** Data provided follows **
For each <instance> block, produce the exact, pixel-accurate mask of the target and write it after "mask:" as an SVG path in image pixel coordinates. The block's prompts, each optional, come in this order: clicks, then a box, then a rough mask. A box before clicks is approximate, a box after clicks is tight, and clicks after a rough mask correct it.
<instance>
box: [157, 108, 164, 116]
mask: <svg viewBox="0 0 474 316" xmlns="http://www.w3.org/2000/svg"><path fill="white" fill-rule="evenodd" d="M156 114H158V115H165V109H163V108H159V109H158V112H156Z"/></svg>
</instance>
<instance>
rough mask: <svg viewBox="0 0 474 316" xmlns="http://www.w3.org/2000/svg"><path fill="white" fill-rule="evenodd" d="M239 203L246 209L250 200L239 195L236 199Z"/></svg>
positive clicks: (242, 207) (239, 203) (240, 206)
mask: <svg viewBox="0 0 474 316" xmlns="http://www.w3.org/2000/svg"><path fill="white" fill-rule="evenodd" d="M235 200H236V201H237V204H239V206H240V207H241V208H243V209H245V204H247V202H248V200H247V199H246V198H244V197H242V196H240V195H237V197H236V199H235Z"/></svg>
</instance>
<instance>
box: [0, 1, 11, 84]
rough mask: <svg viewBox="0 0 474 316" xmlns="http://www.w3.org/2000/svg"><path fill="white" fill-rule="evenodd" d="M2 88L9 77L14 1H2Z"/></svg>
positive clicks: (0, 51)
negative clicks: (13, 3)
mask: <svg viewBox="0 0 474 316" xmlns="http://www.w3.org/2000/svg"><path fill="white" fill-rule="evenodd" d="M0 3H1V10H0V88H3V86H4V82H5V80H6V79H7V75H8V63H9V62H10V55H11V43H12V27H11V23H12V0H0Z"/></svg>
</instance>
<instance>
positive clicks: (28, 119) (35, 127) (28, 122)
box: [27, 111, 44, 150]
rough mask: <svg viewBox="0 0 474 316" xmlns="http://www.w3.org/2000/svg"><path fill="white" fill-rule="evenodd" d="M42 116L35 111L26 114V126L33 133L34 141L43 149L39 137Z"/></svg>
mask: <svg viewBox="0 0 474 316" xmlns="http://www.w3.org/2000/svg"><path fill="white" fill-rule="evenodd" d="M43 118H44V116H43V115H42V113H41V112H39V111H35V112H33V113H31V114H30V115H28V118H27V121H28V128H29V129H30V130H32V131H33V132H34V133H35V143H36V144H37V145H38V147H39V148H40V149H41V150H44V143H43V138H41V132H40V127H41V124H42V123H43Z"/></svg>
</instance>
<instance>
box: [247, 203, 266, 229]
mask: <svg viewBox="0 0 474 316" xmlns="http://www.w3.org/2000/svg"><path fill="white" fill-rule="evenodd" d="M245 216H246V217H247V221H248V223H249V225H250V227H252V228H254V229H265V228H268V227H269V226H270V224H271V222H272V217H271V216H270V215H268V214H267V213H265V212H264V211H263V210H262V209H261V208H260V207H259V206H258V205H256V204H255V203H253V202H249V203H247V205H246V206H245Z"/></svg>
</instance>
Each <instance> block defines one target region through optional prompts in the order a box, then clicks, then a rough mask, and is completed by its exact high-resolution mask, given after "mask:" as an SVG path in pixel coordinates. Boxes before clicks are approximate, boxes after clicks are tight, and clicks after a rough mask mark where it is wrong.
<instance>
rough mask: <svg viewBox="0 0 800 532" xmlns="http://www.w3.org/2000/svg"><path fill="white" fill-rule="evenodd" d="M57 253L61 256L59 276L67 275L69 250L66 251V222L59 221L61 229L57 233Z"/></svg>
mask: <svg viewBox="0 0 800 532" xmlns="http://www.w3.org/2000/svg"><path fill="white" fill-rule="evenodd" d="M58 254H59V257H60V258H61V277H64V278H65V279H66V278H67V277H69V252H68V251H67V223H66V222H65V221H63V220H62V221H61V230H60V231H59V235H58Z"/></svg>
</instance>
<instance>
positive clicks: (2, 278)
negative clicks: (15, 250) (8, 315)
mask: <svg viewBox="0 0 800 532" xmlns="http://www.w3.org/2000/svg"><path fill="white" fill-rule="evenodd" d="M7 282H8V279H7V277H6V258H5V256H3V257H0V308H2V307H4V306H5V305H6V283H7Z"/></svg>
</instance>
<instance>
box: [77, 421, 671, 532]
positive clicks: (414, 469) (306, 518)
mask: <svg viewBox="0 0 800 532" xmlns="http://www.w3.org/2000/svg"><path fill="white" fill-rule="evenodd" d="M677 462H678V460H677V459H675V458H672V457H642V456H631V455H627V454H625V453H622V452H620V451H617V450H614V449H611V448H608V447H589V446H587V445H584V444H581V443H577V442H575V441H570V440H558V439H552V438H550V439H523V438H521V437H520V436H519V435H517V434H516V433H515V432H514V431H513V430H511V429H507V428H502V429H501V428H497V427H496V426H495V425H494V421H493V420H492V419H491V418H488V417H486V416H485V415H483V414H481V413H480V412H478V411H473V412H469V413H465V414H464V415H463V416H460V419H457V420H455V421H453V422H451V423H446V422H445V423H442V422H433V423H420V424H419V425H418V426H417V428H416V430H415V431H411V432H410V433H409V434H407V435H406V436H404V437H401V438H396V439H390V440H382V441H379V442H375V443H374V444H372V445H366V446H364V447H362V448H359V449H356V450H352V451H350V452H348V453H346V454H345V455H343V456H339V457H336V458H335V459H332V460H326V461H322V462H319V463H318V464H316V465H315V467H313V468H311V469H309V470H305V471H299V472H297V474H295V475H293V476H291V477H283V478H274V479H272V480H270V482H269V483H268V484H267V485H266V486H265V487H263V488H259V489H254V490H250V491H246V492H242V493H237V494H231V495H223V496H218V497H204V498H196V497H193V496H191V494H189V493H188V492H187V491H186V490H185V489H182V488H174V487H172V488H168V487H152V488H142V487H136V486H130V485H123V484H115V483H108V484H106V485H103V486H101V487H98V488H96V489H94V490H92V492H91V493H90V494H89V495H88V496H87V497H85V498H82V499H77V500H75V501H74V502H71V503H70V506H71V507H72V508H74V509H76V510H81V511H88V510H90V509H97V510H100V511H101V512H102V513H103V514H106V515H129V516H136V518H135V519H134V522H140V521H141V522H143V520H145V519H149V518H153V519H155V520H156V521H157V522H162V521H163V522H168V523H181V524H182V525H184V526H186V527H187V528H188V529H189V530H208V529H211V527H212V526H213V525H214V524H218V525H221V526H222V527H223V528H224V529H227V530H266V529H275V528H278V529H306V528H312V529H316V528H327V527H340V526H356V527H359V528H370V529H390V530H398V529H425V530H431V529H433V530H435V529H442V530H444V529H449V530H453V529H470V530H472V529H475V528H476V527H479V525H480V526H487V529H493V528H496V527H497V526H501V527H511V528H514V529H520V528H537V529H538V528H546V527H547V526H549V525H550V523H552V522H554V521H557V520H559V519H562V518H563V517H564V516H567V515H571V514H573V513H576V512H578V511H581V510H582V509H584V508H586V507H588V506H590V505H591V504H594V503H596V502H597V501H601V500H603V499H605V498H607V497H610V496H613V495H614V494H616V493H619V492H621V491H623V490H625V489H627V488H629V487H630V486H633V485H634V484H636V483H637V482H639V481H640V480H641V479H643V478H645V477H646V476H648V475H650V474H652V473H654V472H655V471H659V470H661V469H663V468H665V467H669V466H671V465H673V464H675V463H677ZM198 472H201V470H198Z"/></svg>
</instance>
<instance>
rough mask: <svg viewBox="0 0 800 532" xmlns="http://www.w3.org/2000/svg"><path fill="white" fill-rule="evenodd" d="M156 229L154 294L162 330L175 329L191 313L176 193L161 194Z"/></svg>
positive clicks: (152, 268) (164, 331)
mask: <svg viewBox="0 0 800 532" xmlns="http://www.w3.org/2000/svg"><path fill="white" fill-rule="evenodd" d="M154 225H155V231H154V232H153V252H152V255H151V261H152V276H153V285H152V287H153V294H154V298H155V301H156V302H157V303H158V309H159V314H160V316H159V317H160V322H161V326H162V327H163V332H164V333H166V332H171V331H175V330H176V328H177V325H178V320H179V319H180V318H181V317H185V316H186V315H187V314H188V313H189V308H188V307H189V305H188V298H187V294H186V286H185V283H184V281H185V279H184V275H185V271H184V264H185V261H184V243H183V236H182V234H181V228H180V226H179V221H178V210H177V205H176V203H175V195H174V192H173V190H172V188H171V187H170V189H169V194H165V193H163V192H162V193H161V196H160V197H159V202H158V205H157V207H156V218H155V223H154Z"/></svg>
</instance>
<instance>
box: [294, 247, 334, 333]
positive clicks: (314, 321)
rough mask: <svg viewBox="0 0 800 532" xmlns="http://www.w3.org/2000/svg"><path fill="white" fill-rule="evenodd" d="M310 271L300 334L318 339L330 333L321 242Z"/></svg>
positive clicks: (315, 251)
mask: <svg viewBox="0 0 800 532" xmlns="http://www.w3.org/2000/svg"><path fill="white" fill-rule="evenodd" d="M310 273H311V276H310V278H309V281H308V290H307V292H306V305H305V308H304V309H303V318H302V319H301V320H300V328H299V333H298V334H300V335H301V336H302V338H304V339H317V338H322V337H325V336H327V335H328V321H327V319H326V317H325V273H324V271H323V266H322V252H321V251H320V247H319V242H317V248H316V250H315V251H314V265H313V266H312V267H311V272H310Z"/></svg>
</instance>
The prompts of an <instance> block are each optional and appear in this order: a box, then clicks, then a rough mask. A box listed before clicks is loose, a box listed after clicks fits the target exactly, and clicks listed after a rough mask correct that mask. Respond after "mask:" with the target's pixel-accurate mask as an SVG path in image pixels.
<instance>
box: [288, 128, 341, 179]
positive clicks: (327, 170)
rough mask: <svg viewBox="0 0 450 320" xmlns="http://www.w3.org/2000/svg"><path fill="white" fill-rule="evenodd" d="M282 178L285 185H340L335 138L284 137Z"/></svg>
** End of Data provided **
*Work request*:
Write out each line in the rows above that contains the word "positive".

*Output for this exercise*:
positive clicks: (242, 207) (239, 203) (240, 206)
positive clicks: (0, 51)
positive clicks: (28, 119) (35, 127) (28, 122)
positive clicks: (2, 278)
positive clicks: (414, 469) (306, 518)
positive clicks: (152, 268) (164, 331)
positive clicks: (314, 321)
positive clicks: (315, 251)
positive clicks: (327, 170)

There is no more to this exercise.